- [取り組む課題]
(A) ストリーミングとCDについてのインタビューを二文で要約しなさい。
(B) ストリーミングとCDについてのインタビューを、最後の文の後から書き継ぎなさい。

鬼龍院 前までは「せっかくの曲をほぼ無料で垂れ流すなんてとんでもない」って思ってたんですけど、音楽の聴き方が変わったんですよね。

今は体験の方が価値があって、だからフェスが流行っている。で、聴く方は、一昔前はステレオの前でじっくり聴くのが主流だったけれど、今は垂れ流すように音楽を消費する時代になっている。

だから定額制のストリーミングは時代にあってるんだと思います。だからウチも提供してますね。もちろんじっくり聴きたい人もいるので、CDも出すという。

――アルバム『キラーチューンしかねえよ』はCDでリリースされますね。

鬼龍院 ファンの方に言われたんですけど、『ローラの傷だらけ』以降ずっと音楽業界とバトってる感じがあるから、そろそろ普通に出してほしいって(笑)。

だからアルバムはとにかく普通に出すんですけど、『#CDが売れないこんな世の中じゃ』までの一連で、やるだけのことはやったなと思います。

鬼龍院翔さん

――ストリーミングとCDと両方の形で音楽を発表したことでわかったこと、意識したことはありますか?

鬼龍院 Spotifyとかダウンロード配信とか、いろいろ自分でやってみて、浮き彫りになったのが、CDの良い点と悪い点だったんです。CDは時代遅れだから売り上げ枚数が減ってるんですけど、でもメリットもハッキリしたんですよね。

たとえば、僕自身が本当に欲しい情報は曲のクレジットだったりするんですよ。たとえばいい編曲家がいたら知りたいですし。でもiTunesやSpotifyだと、そういうクレジットの情報は書かれてないじゃないですか1

 

CDにはそういう情報が多く含まれるべきだと思っていて。だから、今回のアルバムではクレジットとかジャケットの撮影場所とか、詰められる情報を全部詰めることにしたんですね。

- [物体の出現位置に関するデータセットの行]
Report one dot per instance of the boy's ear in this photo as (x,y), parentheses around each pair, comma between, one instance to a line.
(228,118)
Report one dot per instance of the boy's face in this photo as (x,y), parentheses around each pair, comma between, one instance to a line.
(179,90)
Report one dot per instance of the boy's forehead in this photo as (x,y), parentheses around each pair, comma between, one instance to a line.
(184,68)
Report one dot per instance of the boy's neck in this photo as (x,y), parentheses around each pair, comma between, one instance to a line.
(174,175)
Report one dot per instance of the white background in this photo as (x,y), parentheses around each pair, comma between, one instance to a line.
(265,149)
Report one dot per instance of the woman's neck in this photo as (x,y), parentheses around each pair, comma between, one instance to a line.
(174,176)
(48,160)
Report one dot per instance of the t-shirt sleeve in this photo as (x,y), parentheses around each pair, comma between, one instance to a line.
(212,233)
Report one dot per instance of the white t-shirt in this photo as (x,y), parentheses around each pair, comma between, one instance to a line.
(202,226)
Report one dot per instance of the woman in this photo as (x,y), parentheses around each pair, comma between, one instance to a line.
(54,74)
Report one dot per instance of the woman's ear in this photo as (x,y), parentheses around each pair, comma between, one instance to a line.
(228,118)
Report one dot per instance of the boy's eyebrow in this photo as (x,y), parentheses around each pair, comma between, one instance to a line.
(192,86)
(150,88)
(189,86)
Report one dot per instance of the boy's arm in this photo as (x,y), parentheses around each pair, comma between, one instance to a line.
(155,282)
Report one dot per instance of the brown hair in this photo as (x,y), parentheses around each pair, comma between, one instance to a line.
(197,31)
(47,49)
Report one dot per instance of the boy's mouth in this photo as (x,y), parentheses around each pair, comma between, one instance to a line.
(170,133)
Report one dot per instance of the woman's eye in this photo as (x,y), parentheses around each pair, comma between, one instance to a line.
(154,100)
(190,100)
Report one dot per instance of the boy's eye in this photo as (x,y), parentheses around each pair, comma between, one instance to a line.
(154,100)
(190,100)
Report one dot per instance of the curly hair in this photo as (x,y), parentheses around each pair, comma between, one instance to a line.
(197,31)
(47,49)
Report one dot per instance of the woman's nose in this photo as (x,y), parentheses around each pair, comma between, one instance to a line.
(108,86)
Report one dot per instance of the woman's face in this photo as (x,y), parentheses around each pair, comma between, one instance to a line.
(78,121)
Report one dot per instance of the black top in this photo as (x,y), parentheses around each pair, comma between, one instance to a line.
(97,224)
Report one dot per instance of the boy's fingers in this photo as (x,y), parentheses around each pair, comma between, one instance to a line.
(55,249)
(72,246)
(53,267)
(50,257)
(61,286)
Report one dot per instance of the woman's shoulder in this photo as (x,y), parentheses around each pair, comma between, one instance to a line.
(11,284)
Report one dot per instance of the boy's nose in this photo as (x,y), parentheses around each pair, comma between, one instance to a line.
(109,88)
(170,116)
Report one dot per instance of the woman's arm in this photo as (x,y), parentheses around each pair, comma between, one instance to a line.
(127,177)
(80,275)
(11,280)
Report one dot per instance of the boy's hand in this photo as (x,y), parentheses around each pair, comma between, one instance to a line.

- [課題の解答]
(A) 鬼龍院は、音楽を垂れ流すように消費する時代になったため定額制のストリーミングは時代に合っていると考えてそれを提供しつつ、じっくり聴きたい人のためにCDも出している。ストリーミングやダウンロード配信を自分で試してCDの良い点と悪い点が浮き彫りになったことから、今回のアルバムにはクレジットやジャケットの撮影場所など、詰められる情報を全部詰めることにした。

(B)
曲に対するコメントも以前は雑誌のインタビューとかブログとかで書いてたんですけど、CDのブックレットにこそ書くべきだと思ったんですよ。

――たしかに、CDを買った人こそ、そういう情報を欲しがっているわけですね。

鬼龍院 ブログに書いていたような全曲解説って、CDを買ってくれた人への特典として一番ピッタリだと思うんですね。CDに僕ら本人のコメントをつけることで「配信でいいや」って思っていた人たちもCDを買うかもしれない。

やっぱり、CDを買うということは、すでに聴く体勢に入っている人だと思うんですよね。そういう人を逃さないためにCDの内容が充実してるのは大事だと思うんです。

1 2018年2月からSpotifyのデスクトップ版では、作詞・作曲、編曲のクレジットが表示される機能が実装された。